*PROBLEM STATEMENT:* In the text on artificial intelligence below, condense the paragraph that begins "Late-model artificial intelligence programs" into a short list that keeps its main facts.

*EXTRACTED TEXT:*
····················

2. Second, Weizenbaum thinks that artificial intelligence will never lead to anything remotely like a human mind, with the human ability to make moral judgments and so on. I certainly agree, and even if something like a mind emerges I hope we never let it make moral judgments about human behavior, even if is inclined to do so. It's bad enough having Georgia school principals apply rules blindly & mechanically, punishing a high school kid because he talks to his mother on a cell phone at lunchtime -- because she is a soldier on duty in Iraq, for crying out loud! Anyway, putting aside that diatribe, and getting back to Weizenbaum's diatribe, I think everyone agrees that computer intelligence will never be remotely similar to our own. It will be alien, and restricted in many ways. It will be -- we hope -- totally passionless and without emotional content, and without goals (other than those we set for it), ulterior motives, paranoia, or anything of that nature. Nothing like HAL. But it will still be intelligence. It will be self-aware, self-directed, and capable of rigorous abstract analysis and many other activities that we now assume are vital aspects of human intelligence.

Late-model artificial intelligence programs have already independently reinvented many important early 20th century inventions, including some patents from around 1910 that were critical to the telephone industry. These computers were 90 years late, but it is only a matter of time before they catch up and begin inventing new things that we have not thought of. I think it is also only a matter of time before they learn to read x-rays, diagnose illness, cook meals, invent new physics, beat us in games other than chess, and do many other things better than people do. The sooner the better. I have read a lot of blather about how important it is to bring the "human touch" to medicine, yet most of the serious medical mistakes I have read about have been caused by simple, mechanical problems -- such as mixing of two different drugs, or prescribing a dose an order of magnitude too large -- that could easily have been prevented with proper data processing techniques. Even today would be better to leave most of this work to machinery, even if by doing so we cause doctors' skills to atrophy. I would much rather have a computer diagnose my illness correctly than have a human doctor make a mistake. I could not care less about the importance of the "human touch." All I want is to be cured.

····················

Point localization data:

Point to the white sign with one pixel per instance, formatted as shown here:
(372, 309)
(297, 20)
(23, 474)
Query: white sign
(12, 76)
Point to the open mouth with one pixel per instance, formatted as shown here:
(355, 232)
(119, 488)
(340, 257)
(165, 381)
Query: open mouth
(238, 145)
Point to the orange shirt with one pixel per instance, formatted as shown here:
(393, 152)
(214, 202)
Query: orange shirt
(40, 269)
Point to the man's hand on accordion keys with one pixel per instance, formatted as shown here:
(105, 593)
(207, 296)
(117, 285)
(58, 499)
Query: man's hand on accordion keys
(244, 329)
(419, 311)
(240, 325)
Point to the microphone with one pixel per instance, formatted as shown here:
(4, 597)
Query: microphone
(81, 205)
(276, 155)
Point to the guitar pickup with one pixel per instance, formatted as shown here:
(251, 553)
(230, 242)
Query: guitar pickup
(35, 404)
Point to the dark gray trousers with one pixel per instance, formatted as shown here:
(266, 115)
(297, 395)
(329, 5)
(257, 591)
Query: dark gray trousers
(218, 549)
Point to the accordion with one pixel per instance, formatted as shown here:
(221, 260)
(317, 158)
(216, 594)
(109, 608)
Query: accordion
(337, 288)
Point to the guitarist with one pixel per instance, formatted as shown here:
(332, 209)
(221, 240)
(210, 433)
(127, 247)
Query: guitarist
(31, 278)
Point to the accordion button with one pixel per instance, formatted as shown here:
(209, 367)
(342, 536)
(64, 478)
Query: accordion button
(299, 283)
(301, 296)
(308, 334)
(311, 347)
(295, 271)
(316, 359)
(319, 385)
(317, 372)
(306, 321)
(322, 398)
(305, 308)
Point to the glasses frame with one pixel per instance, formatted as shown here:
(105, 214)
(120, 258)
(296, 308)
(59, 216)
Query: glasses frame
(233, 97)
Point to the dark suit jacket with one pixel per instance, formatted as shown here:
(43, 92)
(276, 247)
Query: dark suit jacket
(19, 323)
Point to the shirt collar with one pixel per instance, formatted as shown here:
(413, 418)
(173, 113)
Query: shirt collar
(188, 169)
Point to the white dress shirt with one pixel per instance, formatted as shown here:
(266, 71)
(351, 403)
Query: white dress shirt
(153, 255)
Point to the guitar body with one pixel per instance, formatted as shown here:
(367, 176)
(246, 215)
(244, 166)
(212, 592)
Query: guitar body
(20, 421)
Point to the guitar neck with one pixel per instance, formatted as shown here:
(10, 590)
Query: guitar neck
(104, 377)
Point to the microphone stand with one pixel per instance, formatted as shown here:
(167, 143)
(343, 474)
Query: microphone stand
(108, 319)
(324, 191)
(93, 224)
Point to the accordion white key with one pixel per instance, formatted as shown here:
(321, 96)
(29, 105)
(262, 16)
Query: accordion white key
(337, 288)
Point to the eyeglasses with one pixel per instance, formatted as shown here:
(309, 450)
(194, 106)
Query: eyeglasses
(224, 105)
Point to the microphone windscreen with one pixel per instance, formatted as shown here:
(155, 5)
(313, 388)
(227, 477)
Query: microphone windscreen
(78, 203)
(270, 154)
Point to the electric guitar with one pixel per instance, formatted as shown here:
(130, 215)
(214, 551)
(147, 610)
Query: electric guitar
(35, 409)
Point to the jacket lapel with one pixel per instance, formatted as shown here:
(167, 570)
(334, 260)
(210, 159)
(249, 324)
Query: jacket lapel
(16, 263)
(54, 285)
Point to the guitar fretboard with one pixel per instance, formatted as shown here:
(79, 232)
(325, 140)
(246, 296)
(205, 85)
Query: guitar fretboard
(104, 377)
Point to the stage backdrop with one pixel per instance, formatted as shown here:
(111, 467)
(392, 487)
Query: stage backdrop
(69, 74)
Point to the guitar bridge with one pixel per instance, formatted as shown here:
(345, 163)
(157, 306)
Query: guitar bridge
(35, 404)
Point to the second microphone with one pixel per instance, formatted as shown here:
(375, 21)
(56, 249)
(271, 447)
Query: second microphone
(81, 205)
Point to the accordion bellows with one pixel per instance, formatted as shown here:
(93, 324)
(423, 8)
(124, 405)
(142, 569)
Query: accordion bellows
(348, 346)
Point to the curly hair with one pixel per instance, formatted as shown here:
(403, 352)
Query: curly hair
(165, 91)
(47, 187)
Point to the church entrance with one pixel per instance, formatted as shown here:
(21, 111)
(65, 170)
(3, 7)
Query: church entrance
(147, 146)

····················

*TASK RESULT:*
- Late-model AI programs have independently reinvented important early 20th-century inventions, including some patents from around 1910 that were critical to the telephone industry.
- They were 90 years late, but the writer expects them eventually to invent things people have not thought of.
- The writer also expects them to read x-rays, diagnose illness, cook meals, invent new physics, beat people at games other than chess, and do many other things better than people do, and says the sooner the better.
- Most serious medical mistakes the writer has read about came from simple, mechanical problems, such as mixing two different drugs or prescribing a dose an order of magnitude too large. Proper data processing could easily have prevented them.
- The writer would leave most of this work to machinery even today, even if doctors' skills atrophy as a result.
- The writer prefers a correct computer diagnosis to a human doctor's mistake, does not care about the "human touch," and only wants to be cured.